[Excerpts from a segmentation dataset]
= = =
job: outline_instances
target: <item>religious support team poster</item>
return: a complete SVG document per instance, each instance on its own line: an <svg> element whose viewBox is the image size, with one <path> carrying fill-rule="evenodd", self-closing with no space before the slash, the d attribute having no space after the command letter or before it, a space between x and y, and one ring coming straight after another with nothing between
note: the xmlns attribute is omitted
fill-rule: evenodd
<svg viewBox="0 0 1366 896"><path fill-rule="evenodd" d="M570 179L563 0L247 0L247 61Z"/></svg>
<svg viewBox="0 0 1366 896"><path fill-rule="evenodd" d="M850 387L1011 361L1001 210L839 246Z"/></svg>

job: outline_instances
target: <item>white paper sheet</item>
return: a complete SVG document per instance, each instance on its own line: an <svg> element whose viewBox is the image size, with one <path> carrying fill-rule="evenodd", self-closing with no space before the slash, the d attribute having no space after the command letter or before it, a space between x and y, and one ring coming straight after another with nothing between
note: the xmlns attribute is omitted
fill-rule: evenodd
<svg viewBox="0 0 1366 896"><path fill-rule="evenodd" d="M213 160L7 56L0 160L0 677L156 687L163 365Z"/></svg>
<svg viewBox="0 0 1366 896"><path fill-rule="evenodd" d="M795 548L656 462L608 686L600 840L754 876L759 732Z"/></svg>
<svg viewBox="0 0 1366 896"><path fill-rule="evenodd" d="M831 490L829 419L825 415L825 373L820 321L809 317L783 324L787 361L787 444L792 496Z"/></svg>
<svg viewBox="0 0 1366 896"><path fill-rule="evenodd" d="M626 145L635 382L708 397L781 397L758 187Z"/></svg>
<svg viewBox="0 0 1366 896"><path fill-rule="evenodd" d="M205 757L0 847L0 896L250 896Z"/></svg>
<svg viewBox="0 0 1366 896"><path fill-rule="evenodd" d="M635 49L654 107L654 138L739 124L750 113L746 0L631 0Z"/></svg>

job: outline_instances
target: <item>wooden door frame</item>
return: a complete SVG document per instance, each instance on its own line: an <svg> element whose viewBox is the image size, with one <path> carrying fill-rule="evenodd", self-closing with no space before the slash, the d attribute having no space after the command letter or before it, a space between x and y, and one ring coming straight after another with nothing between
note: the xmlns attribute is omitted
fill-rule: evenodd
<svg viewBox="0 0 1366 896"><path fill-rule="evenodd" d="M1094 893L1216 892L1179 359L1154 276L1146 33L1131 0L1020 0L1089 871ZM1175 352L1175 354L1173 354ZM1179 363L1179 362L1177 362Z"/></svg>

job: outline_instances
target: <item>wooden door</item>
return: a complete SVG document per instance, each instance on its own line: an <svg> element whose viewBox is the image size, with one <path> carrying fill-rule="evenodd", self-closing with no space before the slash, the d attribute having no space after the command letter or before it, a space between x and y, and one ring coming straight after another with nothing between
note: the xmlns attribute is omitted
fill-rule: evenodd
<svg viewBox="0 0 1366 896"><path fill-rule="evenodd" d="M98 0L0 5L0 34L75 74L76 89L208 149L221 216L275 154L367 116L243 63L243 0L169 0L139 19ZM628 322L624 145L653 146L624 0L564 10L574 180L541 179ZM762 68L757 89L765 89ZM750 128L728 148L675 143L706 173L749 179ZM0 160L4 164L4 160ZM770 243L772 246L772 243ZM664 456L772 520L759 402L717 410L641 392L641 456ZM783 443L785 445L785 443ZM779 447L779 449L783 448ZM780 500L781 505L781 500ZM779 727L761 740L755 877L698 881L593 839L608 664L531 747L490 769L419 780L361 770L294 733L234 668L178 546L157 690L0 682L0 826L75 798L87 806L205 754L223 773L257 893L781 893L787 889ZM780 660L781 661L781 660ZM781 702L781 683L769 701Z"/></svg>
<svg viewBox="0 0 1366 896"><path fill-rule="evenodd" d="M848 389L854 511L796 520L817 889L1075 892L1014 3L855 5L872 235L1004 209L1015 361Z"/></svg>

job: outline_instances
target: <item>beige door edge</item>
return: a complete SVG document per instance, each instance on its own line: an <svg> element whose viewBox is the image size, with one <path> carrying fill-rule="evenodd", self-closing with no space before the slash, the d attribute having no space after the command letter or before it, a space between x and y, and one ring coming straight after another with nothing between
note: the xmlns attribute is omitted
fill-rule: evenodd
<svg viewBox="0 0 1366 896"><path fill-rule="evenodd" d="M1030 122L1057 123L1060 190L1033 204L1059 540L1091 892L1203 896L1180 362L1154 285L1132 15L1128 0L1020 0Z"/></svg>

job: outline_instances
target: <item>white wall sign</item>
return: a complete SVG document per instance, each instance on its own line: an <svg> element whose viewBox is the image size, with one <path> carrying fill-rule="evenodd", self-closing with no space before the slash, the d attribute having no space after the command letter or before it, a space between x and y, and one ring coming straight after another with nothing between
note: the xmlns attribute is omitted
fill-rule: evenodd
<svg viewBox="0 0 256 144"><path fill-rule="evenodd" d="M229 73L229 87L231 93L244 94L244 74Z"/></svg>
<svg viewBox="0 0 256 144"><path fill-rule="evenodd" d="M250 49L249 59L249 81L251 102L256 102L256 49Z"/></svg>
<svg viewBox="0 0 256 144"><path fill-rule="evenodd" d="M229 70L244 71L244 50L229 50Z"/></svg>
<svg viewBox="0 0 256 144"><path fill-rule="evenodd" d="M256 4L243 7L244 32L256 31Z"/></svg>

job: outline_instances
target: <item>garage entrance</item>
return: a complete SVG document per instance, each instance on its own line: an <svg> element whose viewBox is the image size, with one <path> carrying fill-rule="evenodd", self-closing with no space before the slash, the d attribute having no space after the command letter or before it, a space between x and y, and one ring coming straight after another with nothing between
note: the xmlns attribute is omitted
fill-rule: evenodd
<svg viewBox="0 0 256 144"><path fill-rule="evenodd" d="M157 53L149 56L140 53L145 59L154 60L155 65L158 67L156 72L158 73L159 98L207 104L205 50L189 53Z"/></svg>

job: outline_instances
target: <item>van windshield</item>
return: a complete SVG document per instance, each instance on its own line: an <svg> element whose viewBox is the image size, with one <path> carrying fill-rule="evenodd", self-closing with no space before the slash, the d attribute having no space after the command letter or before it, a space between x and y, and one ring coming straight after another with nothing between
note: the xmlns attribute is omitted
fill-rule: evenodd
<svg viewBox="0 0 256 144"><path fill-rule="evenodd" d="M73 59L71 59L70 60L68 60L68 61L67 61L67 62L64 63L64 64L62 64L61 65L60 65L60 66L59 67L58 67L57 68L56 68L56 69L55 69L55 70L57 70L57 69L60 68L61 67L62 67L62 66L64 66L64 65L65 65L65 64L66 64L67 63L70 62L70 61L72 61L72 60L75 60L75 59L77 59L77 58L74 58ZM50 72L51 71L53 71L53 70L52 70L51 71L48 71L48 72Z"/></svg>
= = =
What is required:
Count the lines above that contain the string "item", treating uppercase and lowercase as distinct. Give only the number.

Exercise answer:
8